::: Information supplied

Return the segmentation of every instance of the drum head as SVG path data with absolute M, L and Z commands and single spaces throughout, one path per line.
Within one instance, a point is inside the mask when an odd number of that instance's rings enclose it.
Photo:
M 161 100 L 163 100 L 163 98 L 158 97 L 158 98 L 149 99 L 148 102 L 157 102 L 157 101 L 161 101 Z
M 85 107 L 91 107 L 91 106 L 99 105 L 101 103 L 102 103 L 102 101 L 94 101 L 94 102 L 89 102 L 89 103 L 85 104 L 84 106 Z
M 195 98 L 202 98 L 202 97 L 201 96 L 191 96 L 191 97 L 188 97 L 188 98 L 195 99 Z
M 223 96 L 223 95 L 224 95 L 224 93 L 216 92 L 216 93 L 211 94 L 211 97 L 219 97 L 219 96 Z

::::::

The problem => Can you convert every line of the entries above into a JSON list of strings, with one string per line and any blank lines left out?

Correct response =>
[
  "Return the segmentation of every instance of the drum head as SVG path data with absolute M, L and Z commands and single spaces throughout, one path per line.",
  "Within one instance, a point is inside the mask when an odd number of that instance's rings enclose it.",
  "Photo:",
  "M 161 100 L 163 100 L 163 98 L 158 97 L 158 98 L 149 99 L 148 102 L 157 102 L 157 101 L 161 101 Z",
  "M 85 107 L 91 107 L 91 106 L 99 105 L 101 103 L 102 103 L 102 101 L 94 101 L 94 102 L 89 102 L 89 103 L 85 104 L 84 106 Z",
  "M 195 98 L 202 98 L 202 97 L 201 96 L 191 96 L 191 97 L 188 97 L 188 98 L 195 99 Z",
  "M 223 96 L 223 95 L 224 95 L 224 93 L 216 92 L 216 93 L 211 94 L 211 97 L 219 97 L 219 96 Z"
]